PROBLEM STATEMENT:
Lines holding the string "favor" are the ones to copy; find them all in the data.

INFORMATION SHOWN:

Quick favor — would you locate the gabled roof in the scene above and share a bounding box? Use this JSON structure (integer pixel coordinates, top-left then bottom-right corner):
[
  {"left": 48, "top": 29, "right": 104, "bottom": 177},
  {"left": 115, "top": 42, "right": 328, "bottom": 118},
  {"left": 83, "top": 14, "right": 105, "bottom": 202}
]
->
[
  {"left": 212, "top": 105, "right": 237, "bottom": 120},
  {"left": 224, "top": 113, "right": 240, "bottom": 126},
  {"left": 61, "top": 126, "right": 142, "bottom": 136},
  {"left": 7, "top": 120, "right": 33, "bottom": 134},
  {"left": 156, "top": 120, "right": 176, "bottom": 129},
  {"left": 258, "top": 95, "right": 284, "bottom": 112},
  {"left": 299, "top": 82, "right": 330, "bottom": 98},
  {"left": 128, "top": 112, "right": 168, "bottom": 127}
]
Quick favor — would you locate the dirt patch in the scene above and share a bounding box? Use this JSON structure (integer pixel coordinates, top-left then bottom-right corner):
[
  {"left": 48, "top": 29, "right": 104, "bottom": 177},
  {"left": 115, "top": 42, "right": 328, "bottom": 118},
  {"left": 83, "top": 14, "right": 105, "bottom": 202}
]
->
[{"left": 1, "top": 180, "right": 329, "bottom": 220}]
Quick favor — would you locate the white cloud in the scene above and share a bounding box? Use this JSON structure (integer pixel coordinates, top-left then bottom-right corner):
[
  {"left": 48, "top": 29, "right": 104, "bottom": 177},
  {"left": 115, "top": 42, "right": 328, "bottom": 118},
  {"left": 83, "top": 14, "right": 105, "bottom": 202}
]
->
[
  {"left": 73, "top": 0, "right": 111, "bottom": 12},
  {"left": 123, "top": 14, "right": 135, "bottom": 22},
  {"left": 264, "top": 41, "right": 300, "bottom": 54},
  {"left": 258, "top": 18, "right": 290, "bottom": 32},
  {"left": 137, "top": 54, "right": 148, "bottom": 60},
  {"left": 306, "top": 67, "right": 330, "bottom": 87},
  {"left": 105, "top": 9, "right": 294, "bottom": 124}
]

RESPONSE TO THIS TASK:
Quick favor — would you locate the gabled roof in the scene above and share a bounding box? Use this JSON structure (integer pixel coordinates, top-left then bottom-right corner):
Quick favor — would you locate the dirt patch in the scene above and share a bounding box? Use this JSON structure (integer pixel coordinates, top-left then bottom-right corner):
Quick favor — would you locate the white cloud in the scene above and share a bounding box? Use this JSON structure (integer pixel coordinates, top-left then bottom-right corner):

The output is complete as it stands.